_Problem to work on_
Extract every line of the items below that contains the string "screen". Matching is case-sensitive.

_Given records_
================================

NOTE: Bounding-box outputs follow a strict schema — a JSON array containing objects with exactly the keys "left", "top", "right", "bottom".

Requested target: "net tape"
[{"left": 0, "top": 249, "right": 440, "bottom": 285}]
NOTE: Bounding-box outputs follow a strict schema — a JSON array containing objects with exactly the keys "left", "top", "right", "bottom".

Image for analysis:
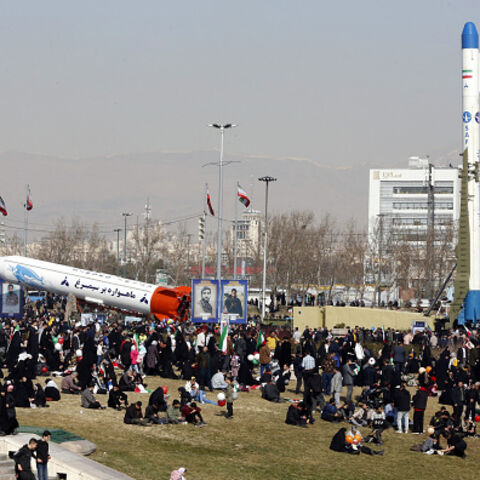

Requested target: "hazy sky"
[{"left": 0, "top": 0, "right": 474, "bottom": 166}]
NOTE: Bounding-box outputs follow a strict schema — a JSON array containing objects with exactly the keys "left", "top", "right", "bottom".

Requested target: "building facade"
[{"left": 368, "top": 157, "right": 460, "bottom": 245}]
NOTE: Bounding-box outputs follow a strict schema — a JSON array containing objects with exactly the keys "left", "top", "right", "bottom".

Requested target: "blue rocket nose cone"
[{"left": 462, "top": 22, "right": 478, "bottom": 48}]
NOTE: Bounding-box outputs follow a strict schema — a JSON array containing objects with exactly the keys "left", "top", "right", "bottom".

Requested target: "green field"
[{"left": 17, "top": 377, "right": 480, "bottom": 480}]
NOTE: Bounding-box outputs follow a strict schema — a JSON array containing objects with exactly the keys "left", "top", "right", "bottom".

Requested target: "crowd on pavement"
[{"left": 0, "top": 290, "right": 480, "bottom": 478}]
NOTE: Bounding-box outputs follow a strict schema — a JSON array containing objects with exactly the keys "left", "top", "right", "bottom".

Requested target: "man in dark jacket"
[
  {"left": 342, "top": 358, "right": 355, "bottom": 403},
  {"left": 262, "top": 380, "right": 280, "bottom": 403},
  {"left": 108, "top": 385, "right": 128, "bottom": 410},
  {"left": 123, "top": 401, "right": 148, "bottom": 427},
  {"left": 285, "top": 402, "right": 308, "bottom": 427},
  {"left": 393, "top": 342, "right": 407, "bottom": 372},
  {"left": 451, "top": 382, "right": 465, "bottom": 425},
  {"left": 412, "top": 387, "right": 428, "bottom": 434},
  {"left": 394, "top": 382, "right": 411, "bottom": 433},
  {"left": 13, "top": 438, "right": 38, "bottom": 480}
]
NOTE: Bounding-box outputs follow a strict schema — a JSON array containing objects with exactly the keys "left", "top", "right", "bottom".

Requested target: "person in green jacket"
[
  {"left": 225, "top": 377, "right": 233, "bottom": 418},
  {"left": 166, "top": 400, "right": 184, "bottom": 423}
]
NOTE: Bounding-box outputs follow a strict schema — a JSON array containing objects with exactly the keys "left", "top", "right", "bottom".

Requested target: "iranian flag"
[
  {"left": 257, "top": 332, "right": 265, "bottom": 351},
  {"left": 219, "top": 319, "right": 228, "bottom": 353},
  {"left": 207, "top": 188, "right": 215, "bottom": 217},
  {"left": 25, "top": 185, "right": 33, "bottom": 212},
  {"left": 237, "top": 184, "right": 250, "bottom": 208},
  {"left": 0, "top": 197, "right": 8, "bottom": 217}
]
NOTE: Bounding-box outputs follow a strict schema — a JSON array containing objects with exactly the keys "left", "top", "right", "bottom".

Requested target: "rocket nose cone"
[{"left": 462, "top": 22, "right": 478, "bottom": 48}]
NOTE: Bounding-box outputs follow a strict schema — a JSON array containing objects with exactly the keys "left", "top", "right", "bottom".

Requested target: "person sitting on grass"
[
  {"left": 366, "top": 405, "right": 388, "bottom": 445},
  {"left": 145, "top": 403, "right": 167, "bottom": 425},
  {"left": 410, "top": 427, "right": 438, "bottom": 455},
  {"left": 348, "top": 403, "right": 369, "bottom": 427},
  {"left": 322, "top": 398, "right": 342, "bottom": 422},
  {"left": 181, "top": 402, "right": 207, "bottom": 427},
  {"left": 262, "top": 378, "right": 280, "bottom": 403},
  {"left": 60, "top": 372, "right": 82, "bottom": 394},
  {"left": 45, "top": 378, "right": 60, "bottom": 402},
  {"left": 285, "top": 402, "right": 309, "bottom": 428},
  {"left": 437, "top": 430, "right": 467, "bottom": 458},
  {"left": 13, "top": 438, "right": 38, "bottom": 480},
  {"left": 170, "top": 467, "right": 187, "bottom": 480},
  {"left": 81, "top": 383, "right": 105, "bottom": 410},
  {"left": 123, "top": 401, "right": 151, "bottom": 427},
  {"left": 166, "top": 400, "right": 185, "bottom": 423},
  {"left": 184, "top": 377, "right": 217, "bottom": 405},
  {"left": 108, "top": 385, "right": 128, "bottom": 410},
  {"left": 210, "top": 370, "right": 227, "bottom": 390},
  {"left": 148, "top": 387, "right": 167, "bottom": 412}
]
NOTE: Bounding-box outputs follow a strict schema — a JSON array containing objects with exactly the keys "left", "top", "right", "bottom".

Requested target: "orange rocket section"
[{"left": 150, "top": 287, "right": 191, "bottom": 322}]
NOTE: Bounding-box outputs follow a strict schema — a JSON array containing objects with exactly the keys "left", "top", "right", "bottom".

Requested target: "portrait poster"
[
  {"left": 0, "top": 282, "right": 23, "bottom": 318},
  {"left": 221, "top": 280, "right": 248, "bottom": 323},
  {"left": 192, "top": 279, "right": 219, "bottom": 323}
]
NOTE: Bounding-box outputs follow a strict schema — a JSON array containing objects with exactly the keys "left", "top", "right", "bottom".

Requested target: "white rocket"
[
  {"left": 457, "top": 22, "right": 480, "bottom": 324},
  {"left": 0, "top": 256, "right": 190, "bottom": 320}
]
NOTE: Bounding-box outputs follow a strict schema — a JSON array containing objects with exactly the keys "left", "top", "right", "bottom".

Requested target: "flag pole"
[
  {"left": 201, "top": 183, "right": 208, "bottom": 278},
  {"left": 23, "top": 185, "right": 30, "bottom": 257},
  {"left": 233, "top": 182, "right": 238, "bottom": 280}
]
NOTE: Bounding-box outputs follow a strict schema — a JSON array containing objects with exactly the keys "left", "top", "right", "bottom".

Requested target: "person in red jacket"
[
  {"left": 412, "top": 387, "right": 428, "bottom": 434},
  {"left": 181, "top": 402, "right": 207, "bottom": 427}
]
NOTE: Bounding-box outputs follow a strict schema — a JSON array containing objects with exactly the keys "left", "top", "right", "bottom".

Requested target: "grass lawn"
[{"left": 17, "top": 377, "right": 480, "bottom": 480}]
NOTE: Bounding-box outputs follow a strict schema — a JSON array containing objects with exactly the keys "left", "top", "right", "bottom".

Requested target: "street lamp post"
[
  {"left": 208, "top": 123, "right": 236, "bottom": 284},
  {"left": 122, "top": 213, "right": 133, "bottom": 277},
  {"left": 258, "top": 177, "right": 277, "bottom": 323}
]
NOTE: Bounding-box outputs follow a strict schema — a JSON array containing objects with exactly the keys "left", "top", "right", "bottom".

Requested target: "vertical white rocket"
[{"left": 457, "top": 22, "right": 480, "bottom": 324}]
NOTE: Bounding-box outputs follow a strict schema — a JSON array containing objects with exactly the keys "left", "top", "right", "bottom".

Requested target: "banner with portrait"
[
  {"left": 220, "top": 280, "right": 248, "bottom": 324},
  {"left": 191, "top": 279, "right": 219, "bottom": 323},
  {"left": 0, "top": 280, "right": 24, "bottom": 319}
]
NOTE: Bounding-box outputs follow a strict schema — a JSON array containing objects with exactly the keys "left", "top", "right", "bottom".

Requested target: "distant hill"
[{"left": 0, "top": 151, "right": 392, "bottom": 234}]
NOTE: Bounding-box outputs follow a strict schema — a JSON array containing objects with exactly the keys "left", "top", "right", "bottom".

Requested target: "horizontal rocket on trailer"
[{"left": 0, "top": 256, "right": 191, "bottom": 321}]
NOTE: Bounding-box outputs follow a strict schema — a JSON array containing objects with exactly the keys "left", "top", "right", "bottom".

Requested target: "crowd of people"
[{"left": 0, "top": 292, "right": 480, "bottom": 476}]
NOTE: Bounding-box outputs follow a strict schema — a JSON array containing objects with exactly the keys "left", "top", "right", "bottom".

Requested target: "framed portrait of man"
[
  {"left": 222, "top": 280, "right": 247, "bottom": 323},
  {"left": 192, "top": 279, "right": 218, "bottom": 322},
  {"left": 0, "top": 282, "right": 23, "bottom": 318}
]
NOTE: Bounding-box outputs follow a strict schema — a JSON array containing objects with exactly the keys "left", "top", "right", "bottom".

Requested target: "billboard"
[
  {"left": 0, "top": 280, "right": 23, "bottom": 319},
  {"left": 191, "top": 279, "right": 219, "bottom": 322},
  {"left": 191, "top": 279, "right": 247, "bottom": 324},
  {"left": 221, "top": 280, "right": 248, "bottom": 323}
]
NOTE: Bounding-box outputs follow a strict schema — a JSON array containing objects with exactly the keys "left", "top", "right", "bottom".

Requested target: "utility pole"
[
  {"left": 377, "top": 213, "right": 384, "bottom": 307},
  {"left": 114, "top": 228, "right": 122, "bottom": 274},
  {"left": 258, "top": 176, "right": 277, "bottom": 323},
  {"left": 122, "top": 213, "right": 133, "bottom": 277},
  {"left": 425, "top": 162, "right": 435, "bottom": 300}
]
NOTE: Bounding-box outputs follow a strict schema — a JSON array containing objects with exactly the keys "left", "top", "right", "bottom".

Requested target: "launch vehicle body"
[{"left": 0, "top": 256, "right": 190, "bottom": 320}]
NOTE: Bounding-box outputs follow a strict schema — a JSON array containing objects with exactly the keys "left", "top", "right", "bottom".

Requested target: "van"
[{"left": 27, "top": 290, "right": 47, "bottom": 303}]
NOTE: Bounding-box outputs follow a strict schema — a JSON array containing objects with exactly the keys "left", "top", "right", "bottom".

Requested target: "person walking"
[
  {"left": 394, "top": 382, "right": 410, "bottom": 433},
  {"left": 36, "top": 430, "right": 51, "bottom": 480}
]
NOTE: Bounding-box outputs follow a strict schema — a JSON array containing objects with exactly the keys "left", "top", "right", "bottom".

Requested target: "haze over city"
[{"left": 0, "top": 0, "right": 478, "bottom": 237}]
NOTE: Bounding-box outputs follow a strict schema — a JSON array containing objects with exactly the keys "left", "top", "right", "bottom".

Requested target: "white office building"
[
  {"left": 232, "top": 209, "right": 263, "bottom": 257},
  {"left": 368, "top": 157, "right": 461, "bottom": 244}
]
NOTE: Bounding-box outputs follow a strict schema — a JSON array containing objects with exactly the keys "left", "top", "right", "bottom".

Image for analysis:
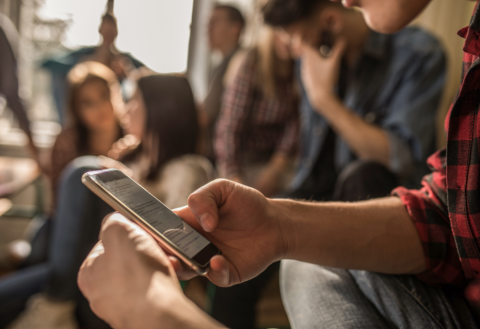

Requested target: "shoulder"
[
  {"left": 391, "top": 26, "right": 444, "bottom": 56},
  {"left": 122, "top": 53, "right": 145, "bottom": 69},
  {"left": 161, "top": 154, "right": 215, "bottom": 184},
  {"left": 223, "top": 49, "right": 250, "bottom": 86},
  {"left": 53, "top": 127, "right": 78, "bottom": 149}
]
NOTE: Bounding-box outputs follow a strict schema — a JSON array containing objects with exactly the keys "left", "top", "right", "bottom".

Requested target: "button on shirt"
[{"left": 290, "top": 27, "right": 446, "bottom": 190}]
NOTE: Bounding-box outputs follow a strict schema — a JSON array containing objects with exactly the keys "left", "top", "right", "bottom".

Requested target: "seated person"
[
  {"left": 263, "top": 0, "right": 446, "bottom": 201},
  {"left": 0, "top": 20, "right": 38, "bottom": 163},
  {"left": 212, "top": 0, "right": 445, "bottom": 329},
  {"left": 74, "top": 0, "right": 480, "bottom": 329},
  {"left": 42, "top": 12, "right": 146, "bottom": 125},
  {"left": 50, "top": 62, "right": 125, "bottom": 209},
  {"left": 0, "top": 75, "right": 214, "bottom": 329},
  {"left": 215, "top": 27, "right": 299, "bottom": 196}
]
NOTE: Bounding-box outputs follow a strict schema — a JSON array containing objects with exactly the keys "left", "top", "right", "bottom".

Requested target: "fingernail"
[{"left": 200, "top": 212, "right": 213, "bottom": 232}]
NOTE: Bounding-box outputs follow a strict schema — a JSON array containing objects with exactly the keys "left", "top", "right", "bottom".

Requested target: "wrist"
[{"left": 268, "top": 199, "right": 297, "bottom": 260}]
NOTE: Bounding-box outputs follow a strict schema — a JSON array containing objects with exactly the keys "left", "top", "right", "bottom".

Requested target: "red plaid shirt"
[
  {"left": 215, "top": 50, "right": 299, "bottom": 177},
  {"left": 393, "top": 5, "right": 480, "bottom": 289}
]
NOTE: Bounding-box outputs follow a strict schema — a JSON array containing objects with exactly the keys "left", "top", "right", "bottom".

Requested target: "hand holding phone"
[{"left": 82, "top": 169, "right": 221, "bottom": 275}]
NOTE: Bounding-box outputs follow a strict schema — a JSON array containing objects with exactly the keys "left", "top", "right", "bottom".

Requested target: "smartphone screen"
[{"left": 86, "top": 170, "right": 220, "bottom": 267}]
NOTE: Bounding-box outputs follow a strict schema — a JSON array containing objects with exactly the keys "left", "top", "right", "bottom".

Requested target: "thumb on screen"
[{"left": 188, "top": 181, "right": 224, "bottom": 232}]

================================

_Task solution_
Requested target: "smartphone screen"
Requested target: "thumb on screen"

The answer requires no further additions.